▸ **SOURCE**:
^^^^^^^^
Dual adaptive collision avoidance system
Abstract
An anti-collision system and method of a vehicle including a first sensor device to capture first sensor data associated with a first vehicle in front of the vehicle, a second sensor device to capture second sensor data associated with a second vehicle behind the vehicle, and a processing device to calculate, based on the first sensor data, a plurality of first parameters characterizing the first vehicle, calculate, based on the second sensor data, a plurality of second parameters characterizing the second vehicle, responsive to detecting a braking event by the first vehicle, determine, based on a rule taking into consideration at least one of the plurality of first parameters and at least one of the plurality of second parameters, a braking force for the vehicle, and generate a braking control signal that applies the braking force to brakes of the vehicle.
Claims
exact text as granted — not AI-modified1 . An anti-collision system of a vehicle, comprising:
a first senor device to capture first sensor data associated with a first vehicle in front of the vehicle; a second sensor device to capture second sensor data associated with a second vehicle behind the vehicle; and a processing device, communicatively coupled to the first sensor device and the second sensor device, to:
calculate, based on the first sensor data, a plurality of first parameters characterizing the first vehicle;
calculate, based on the second sensor data, a plurality of second parameters characterizing the second vehicle;
responsive to detecting a braking event by the first vehicle, determine, based on a rule taking into consideration at least one of the plurality of first parameters and at least one of the plurality of second parameters, a braking force for the vehicle; and
generate a braking control signal that applies the braking force to brakes of the vehicle.
2 . The anti-collision system of claim 1 , wherein the first sensor device comprises at least one of a first LiDAR sensor, a first proximity sensor, a first video camera, a first global positioning system (GPS), or a first motion sensor, and wherein the second sensor device comprises at least one of a second LiDAR sensor, a second proximity sensor, a second video camera, a second global positioning system (GPS).
3 . The anti-collision system of claim 1 , wherein the first sensor data comprise at least one of:
a plurality of first distance values representing distances between the vehicle and the first vehicle at a first plurality of time points, or a plurality of first images of the first vehicle captured at a second plurality of time points, and
wherein the first sensor data comprise at least one of:
a plurality of second distance values representing distances between the vehicle and the second vehicle at a third plurality of time points, or
a plurality of second images of the second vehicle captured at a fourth plurality of time points.
^^^^^^^^
▸ **SUPPLIED DATA**:
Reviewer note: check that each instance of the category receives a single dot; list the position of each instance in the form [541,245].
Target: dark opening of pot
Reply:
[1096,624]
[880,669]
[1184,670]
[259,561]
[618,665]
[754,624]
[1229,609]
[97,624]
^^^^^^^^
▸ **EXERCISE DESCRIPTION**:
Return, word for word, the stretch of the collision avoidance text from "2 . The anti-collision" through "positioning system (GPS).".

▸ **WRITTEN ANSWER**:
2 . The anti-collision system of claim 1 , wherein the first sensor device comprises at least one of a first LiDAR sensor, a first proximity sensor, a first video camera, a first global positioning system (GPS), or a first motion sensor, and wherein the second sensor device comprises at least one of a second LiDAR sensor, a second proximity sensor, a second video camera, a second global positioning system (GPS).